■ WHAT YOU ARE ASKED TO DO ■
Copy the lines below word for word, starting with the line that contains "Check that each instance of the small rock" and continuing through the end of the items.

Source data:
━━━

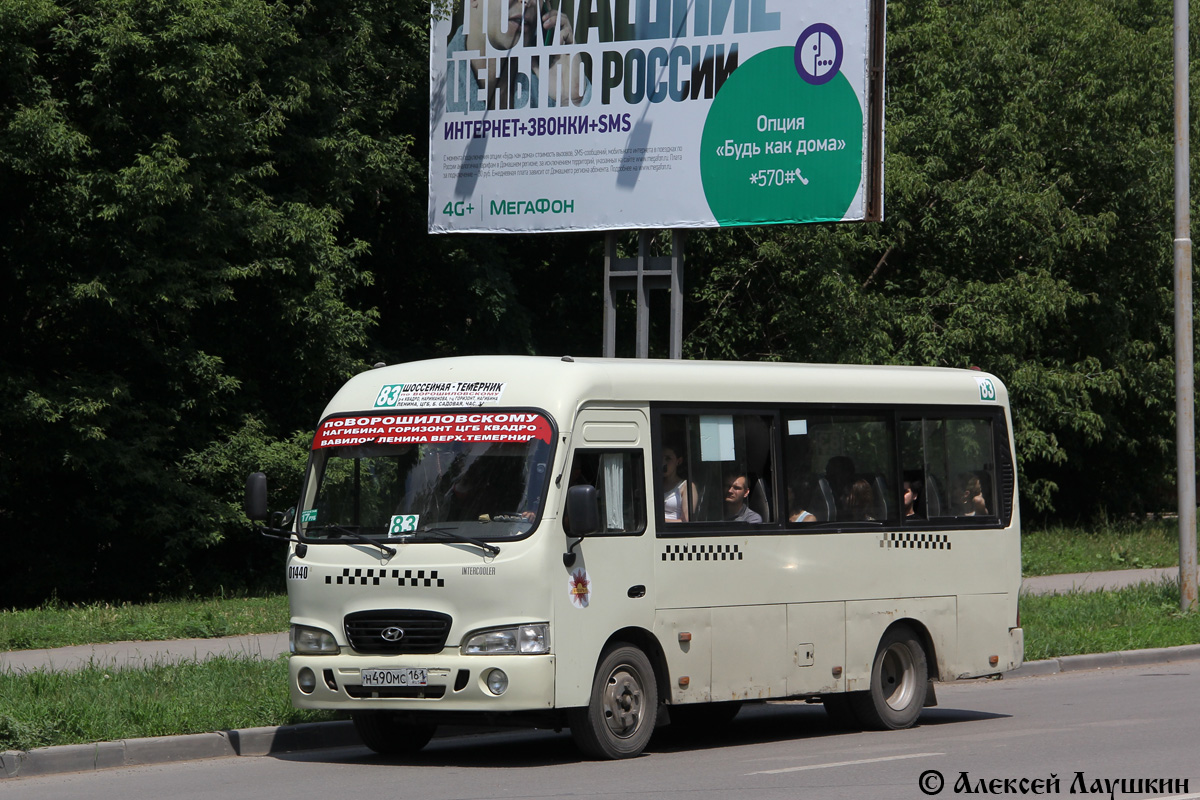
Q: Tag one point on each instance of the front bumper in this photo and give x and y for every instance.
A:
(456, 683)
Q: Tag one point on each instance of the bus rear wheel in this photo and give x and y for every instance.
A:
(622, 709)
(899, 681)
(389, 734)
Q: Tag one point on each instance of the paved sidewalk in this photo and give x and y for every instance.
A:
(1061, 584)
(141, 654)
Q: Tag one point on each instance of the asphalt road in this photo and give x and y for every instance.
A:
(1072, 733)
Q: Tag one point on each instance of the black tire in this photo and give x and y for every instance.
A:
(622, 708)
(899, 683)
(840, 710)
(389, 734)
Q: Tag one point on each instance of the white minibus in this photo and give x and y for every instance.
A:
(613, 545)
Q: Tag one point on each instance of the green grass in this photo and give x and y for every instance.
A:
(1140, 617)
(42, 709)
(54, 625)
(1120, 546)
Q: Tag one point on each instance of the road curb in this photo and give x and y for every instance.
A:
(318, 735)
(165, 750)
(1107, 661)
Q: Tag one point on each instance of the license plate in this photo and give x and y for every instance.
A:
(402, 677)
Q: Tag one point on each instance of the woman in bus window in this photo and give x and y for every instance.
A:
(678, 493)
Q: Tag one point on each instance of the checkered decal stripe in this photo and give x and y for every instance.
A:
(402, 577)
(702, 553)
(917, 541)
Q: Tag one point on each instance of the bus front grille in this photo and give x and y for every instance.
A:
(397, 631)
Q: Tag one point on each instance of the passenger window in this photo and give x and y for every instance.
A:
(717, 468)
(840, 468)
(951, 464)
(619, 480)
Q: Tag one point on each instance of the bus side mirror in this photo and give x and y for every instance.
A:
(256, 497)
(582, 510)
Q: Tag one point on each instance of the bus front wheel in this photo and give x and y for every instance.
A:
(388, 734)
(899, 681)
(622, 708)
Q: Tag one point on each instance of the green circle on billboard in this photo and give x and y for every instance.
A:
(779, 149)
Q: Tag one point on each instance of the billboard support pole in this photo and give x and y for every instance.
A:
(642, 275)
(1185, 371)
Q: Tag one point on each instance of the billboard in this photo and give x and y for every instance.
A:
(552, 115)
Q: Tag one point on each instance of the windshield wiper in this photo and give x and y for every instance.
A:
(460, 537)
(359, 537)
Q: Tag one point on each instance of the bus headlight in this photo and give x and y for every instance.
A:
(521, 639)
(312, 641)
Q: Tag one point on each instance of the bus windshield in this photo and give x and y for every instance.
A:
(405, 476)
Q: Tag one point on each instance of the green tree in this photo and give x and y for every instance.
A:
(173, 233)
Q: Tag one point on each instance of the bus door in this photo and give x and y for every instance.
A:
(607, 584)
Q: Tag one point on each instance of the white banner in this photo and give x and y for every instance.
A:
(615, 114)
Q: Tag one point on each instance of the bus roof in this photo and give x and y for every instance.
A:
(561, 385)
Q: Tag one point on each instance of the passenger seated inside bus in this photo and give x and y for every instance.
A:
(859, 503)
(969, 495)
(679, 494)
(796, 505)
(737, 489)
(911, 495)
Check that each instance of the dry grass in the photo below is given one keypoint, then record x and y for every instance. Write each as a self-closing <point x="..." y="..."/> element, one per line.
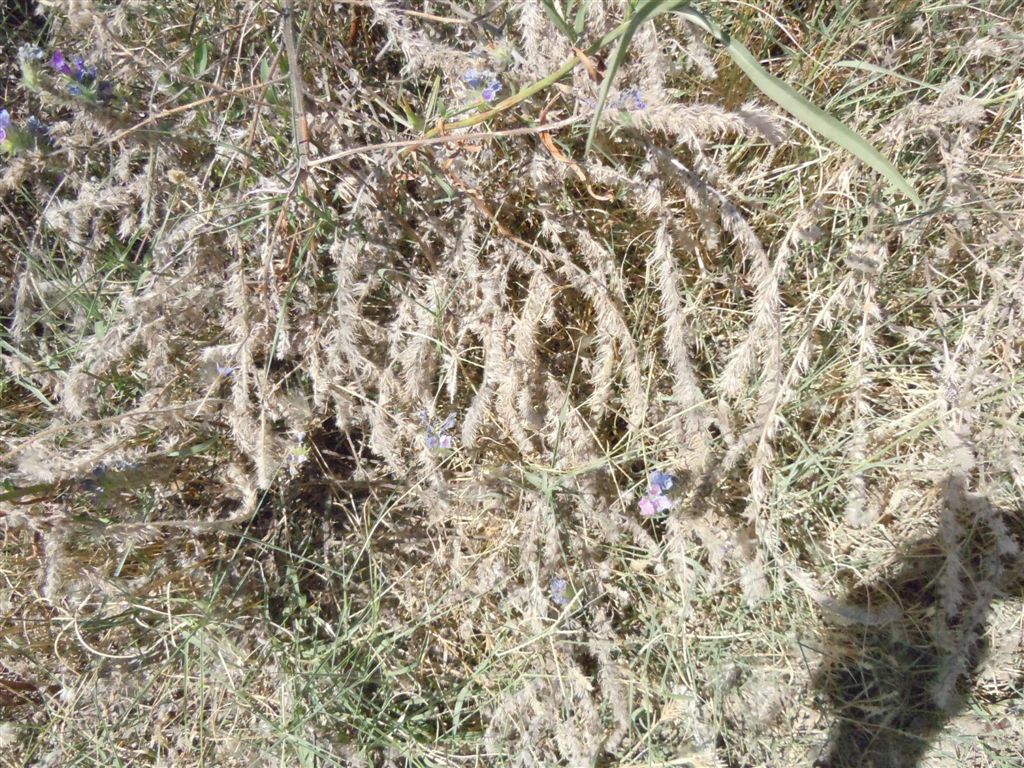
<point x="226" y="539"/>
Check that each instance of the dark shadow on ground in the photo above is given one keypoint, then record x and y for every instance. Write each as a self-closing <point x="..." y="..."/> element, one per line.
<point x="894" y="679"/>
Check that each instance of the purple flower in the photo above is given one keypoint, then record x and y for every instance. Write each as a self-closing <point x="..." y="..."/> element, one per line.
<point x="59" y="64"/>
<point x="83" y="74"/>
<point x="476" y="79"/>
<point x="631" y="100"/>
<point x="491" y="92"/>
<point x="485" y="82"/>
<point x="656" y="501"/>
<point x="651" y="504"/>
<point x="659" y="481"/>
<point x="30" y="53"/>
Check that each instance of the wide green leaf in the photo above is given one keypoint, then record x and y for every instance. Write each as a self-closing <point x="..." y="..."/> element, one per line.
<point x="781" y="93"/>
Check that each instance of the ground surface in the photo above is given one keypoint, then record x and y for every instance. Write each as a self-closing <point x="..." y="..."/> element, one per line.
<point x="350" y="467"/>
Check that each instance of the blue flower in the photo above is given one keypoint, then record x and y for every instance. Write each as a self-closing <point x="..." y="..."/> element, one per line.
<point x="631" y="100"/>
<point x="36" y="127"/>
<point x="84" y="74"/>
<point x="30" y="53"/>
<point x="491" y="92"/>
<point x="659" y="481"/>
<point x="59" y="64"/>
<point x="656" y="501"/>
<point x="476" y="79"/>
<point x="485" y="82"/>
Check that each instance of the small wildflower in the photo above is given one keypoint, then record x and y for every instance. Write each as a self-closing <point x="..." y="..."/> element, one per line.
<point x="298" y="454"/>
<point x="104" y="90"/>
<point x="557" y="590"/>
<point x="656" y="501"/>
<point x="83" y="73"/>
<point x="59" y="64"/>
<point x="30" y="53"/>
<point x="491" y="92"/>
<point x="660" y="481"/>
<point x="631" y="100"/>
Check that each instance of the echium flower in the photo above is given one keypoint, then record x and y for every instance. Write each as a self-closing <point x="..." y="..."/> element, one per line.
<point x="656" y="501"/>
<point x="485" y="82"/>
<point x="84" y="77"/>
<point x="631" y="100"/>
<point x="438" y="438"/>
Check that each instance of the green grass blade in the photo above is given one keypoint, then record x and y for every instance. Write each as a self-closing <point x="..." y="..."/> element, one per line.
<point x="815" y="119"/>
<point x="781" y="93"/>
<point x="647" y="10"/>
<point x="556" y="18"/>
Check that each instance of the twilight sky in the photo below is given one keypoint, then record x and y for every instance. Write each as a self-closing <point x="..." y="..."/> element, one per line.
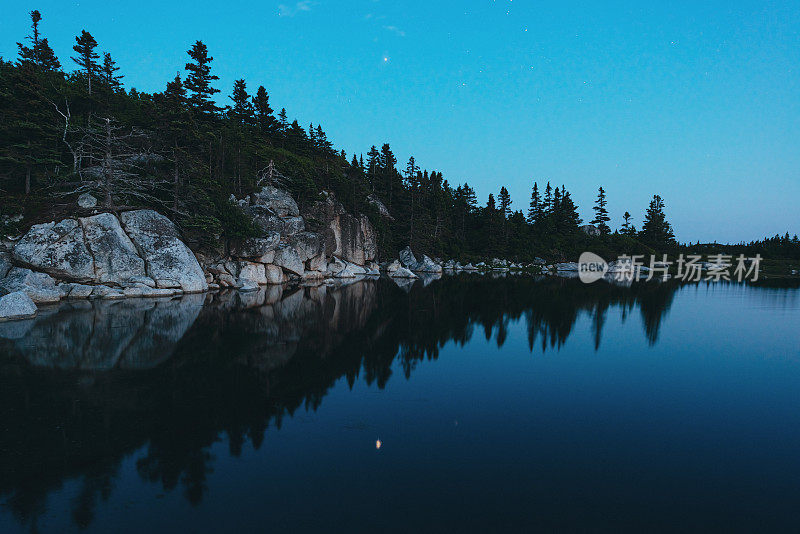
<point x="699" y="103"/>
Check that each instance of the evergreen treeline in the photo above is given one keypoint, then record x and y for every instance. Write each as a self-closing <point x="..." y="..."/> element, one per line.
<point x="64" y="132"/>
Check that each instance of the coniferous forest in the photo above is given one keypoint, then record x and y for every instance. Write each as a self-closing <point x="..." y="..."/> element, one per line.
<point x="76" y="124"/>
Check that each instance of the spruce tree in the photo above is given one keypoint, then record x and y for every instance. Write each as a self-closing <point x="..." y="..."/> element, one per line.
<point x="283" y="121"/>
<point x="108" y="71"/>
<point x="264" y="118"/>
<point x="198" y="81"/>
<point x="627" y="227"/>
<point x="87" y="58"/>
<point x="547" y="205"/>
<point x="601" y="217"/>
<point x="656" y="230"/>
<point x="505" y="202"/>
<point x="535" y="208"/>
<point x="242" y="111"/>
<point x="39" y="53"/>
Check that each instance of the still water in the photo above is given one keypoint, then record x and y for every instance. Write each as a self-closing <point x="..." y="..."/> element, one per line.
<point x="465" y="403"/>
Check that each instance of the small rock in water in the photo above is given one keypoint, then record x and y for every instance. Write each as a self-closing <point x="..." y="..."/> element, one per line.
<point x="87" y="201"/>
<point x="15" y="306"/>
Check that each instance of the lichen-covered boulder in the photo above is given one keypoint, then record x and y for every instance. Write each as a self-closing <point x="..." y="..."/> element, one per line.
<point x="288" y="259"/>
<point x="252" y="272"/>
<point x="427" y="265"/>
<point x="40" y="287"/>
<point x="5" y="263"/>
<point x="347" y="237"/>
<point x="408" y="259"/>
<point x="87" y="201"/>
<point x="310" y="246"/>
<point x="274" y="274"/>
<point x="340" y="268"/>
<point x="58" y="249"/>
<point x="166" y="256"/>
<point x="402" y="272"/>
<point x="16" y="305"/>
<point x="115" y="257"/>
<point x="254" y="248"/>
<point x="276" y="200"/>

━━━

■ OUTPUT OF THE TASK ■
Check that each instance of the small rock in water in the photo above is given one keypoint, then record x and y for every instance. Write each as a self-closing <point x="..." y="..."/> element, one per line.
<point x="87" y="201"/>
<point x="15" y="306"/>
Check that each instance of the lichen-covered boulder in the photo above is given one keypoint, then record x and y for every instance. Write each as a self-closing <point x="..." y="..."/> element, one per line.
<point x="288" y="259"/>
<point x="252" y="272"/>
<point x="427" y="265"/>
<point x="40" y="287"/>
<point x="5" y="263"/>
<point x="347" y="237"/>
<point x="408" y="259"/>
<point x="87" y="201"/>
<point x="310" y="246"/>
<point x="274" y="274"/>
<point x="340" y="268"/>
<point x="58" y="249"/>
<point x="166" y="256"/>
<point x="402" y="272"/>
<point x="16" y="305"/>
<point x="115" y="257"/>
<point x="254" y="248"/>
<point x="276" y="200"/>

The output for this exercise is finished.